Items from a data source
----------

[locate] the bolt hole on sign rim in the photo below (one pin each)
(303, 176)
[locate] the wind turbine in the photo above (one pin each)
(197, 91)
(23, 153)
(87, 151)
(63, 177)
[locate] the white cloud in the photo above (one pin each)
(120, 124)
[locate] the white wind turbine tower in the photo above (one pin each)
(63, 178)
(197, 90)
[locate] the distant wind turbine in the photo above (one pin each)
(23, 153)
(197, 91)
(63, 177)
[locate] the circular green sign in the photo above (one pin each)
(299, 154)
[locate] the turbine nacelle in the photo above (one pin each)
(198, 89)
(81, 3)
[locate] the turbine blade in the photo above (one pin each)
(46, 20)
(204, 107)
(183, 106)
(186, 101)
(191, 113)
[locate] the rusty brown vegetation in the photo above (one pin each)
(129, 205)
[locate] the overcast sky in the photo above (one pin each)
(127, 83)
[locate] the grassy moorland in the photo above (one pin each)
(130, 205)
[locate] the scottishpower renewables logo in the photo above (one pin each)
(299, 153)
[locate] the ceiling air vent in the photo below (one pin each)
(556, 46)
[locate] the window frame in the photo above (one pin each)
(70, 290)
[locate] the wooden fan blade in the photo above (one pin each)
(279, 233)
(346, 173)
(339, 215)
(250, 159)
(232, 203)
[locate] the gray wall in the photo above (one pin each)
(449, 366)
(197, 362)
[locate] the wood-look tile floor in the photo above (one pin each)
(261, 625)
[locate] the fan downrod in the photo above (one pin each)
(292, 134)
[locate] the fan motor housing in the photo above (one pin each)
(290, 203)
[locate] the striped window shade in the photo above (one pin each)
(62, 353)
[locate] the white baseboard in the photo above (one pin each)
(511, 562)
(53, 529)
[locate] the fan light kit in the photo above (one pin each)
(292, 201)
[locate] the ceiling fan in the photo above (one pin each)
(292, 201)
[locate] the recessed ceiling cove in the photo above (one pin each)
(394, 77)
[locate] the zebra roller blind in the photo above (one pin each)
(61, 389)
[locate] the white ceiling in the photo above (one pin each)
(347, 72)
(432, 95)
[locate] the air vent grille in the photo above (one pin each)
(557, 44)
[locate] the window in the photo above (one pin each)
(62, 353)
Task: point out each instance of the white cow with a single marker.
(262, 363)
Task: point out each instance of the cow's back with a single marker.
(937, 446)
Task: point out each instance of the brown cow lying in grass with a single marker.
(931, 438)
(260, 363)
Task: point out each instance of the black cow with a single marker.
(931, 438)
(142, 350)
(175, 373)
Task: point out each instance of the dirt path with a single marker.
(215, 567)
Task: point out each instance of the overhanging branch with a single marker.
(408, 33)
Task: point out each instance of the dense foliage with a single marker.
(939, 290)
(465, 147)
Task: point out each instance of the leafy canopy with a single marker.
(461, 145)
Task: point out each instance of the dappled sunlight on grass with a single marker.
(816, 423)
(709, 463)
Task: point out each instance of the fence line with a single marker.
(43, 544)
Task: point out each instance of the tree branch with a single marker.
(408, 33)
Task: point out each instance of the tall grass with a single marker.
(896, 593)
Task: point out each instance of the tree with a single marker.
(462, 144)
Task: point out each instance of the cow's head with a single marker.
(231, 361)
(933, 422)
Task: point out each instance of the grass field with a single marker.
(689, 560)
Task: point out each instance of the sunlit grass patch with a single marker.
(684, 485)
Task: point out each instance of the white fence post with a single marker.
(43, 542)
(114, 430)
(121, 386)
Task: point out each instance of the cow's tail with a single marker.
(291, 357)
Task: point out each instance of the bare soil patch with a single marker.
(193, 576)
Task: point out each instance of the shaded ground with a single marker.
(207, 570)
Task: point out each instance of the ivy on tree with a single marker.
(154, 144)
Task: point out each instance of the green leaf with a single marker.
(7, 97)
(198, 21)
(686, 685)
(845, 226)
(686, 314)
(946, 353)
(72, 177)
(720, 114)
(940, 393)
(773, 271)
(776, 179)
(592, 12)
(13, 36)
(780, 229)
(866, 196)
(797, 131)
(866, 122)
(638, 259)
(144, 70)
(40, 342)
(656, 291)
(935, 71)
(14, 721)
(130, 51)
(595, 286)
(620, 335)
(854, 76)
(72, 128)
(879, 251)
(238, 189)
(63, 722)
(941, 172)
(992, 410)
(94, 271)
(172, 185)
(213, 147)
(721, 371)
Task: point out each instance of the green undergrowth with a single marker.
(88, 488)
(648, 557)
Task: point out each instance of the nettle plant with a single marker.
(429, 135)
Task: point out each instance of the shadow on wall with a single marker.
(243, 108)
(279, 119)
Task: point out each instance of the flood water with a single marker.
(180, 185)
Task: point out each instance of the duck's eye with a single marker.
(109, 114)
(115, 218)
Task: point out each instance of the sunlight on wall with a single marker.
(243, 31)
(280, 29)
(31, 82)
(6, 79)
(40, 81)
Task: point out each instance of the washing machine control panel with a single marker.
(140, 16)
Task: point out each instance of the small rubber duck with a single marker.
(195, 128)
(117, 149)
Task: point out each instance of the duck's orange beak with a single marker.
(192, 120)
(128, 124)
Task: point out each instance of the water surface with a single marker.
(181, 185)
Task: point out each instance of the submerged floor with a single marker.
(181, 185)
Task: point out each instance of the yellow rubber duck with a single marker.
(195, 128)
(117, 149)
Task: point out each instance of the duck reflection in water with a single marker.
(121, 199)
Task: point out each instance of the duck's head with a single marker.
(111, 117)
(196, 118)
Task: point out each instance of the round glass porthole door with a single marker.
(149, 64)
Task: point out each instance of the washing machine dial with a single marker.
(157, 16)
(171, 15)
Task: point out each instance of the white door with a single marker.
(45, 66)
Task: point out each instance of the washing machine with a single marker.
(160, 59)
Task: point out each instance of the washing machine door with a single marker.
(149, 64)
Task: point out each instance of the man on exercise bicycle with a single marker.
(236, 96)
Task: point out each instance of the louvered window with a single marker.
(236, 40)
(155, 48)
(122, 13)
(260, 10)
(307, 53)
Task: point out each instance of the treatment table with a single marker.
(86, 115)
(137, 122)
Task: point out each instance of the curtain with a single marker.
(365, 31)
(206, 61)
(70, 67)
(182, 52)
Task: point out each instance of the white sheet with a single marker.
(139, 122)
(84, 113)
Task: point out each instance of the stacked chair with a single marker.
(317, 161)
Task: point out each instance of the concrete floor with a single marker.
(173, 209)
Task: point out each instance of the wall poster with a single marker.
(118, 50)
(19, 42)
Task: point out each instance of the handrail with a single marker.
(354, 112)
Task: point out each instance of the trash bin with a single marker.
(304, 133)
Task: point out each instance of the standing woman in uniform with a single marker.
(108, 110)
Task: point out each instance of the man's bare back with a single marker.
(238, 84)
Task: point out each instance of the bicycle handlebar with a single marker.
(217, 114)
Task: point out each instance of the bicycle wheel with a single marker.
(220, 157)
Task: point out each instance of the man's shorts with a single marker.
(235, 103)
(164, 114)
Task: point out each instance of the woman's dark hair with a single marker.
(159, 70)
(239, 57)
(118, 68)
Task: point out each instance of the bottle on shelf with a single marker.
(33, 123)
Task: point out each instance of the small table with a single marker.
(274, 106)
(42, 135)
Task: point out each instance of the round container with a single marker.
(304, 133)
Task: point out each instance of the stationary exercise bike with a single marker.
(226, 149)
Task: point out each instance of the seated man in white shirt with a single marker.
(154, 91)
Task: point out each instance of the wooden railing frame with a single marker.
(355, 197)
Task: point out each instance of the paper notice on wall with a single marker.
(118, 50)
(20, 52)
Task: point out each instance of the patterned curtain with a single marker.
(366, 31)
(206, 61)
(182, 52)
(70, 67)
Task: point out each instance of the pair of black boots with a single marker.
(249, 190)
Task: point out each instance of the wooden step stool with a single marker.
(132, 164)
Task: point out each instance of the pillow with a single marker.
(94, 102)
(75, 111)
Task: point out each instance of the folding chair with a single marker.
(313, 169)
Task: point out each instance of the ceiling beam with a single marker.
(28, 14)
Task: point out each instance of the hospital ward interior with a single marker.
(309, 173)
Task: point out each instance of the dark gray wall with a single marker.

----------

_What the exercise asks_: From the line that holds "Task: point out each instance of the wooden step" to the last line of the records above, print each line exactly. Add nothing else.

_Answer to the problem_:
Task: point out each instance of the wooden step stool with a single marker.
(132, 164)
Task: point out each instance of the pillow with a single marker.
(94, 102)
(75, 111)
Task: point out each instance of the folding chair with a single marker.
(313, 169)
Task: point out each instance of the ceiling beam with a single marker.
(28, 14)
Task: point out each instance of the hospital ward interior with a single marker.
(309, 173)
Task: point out each instance of the dark gray wall with a single marker.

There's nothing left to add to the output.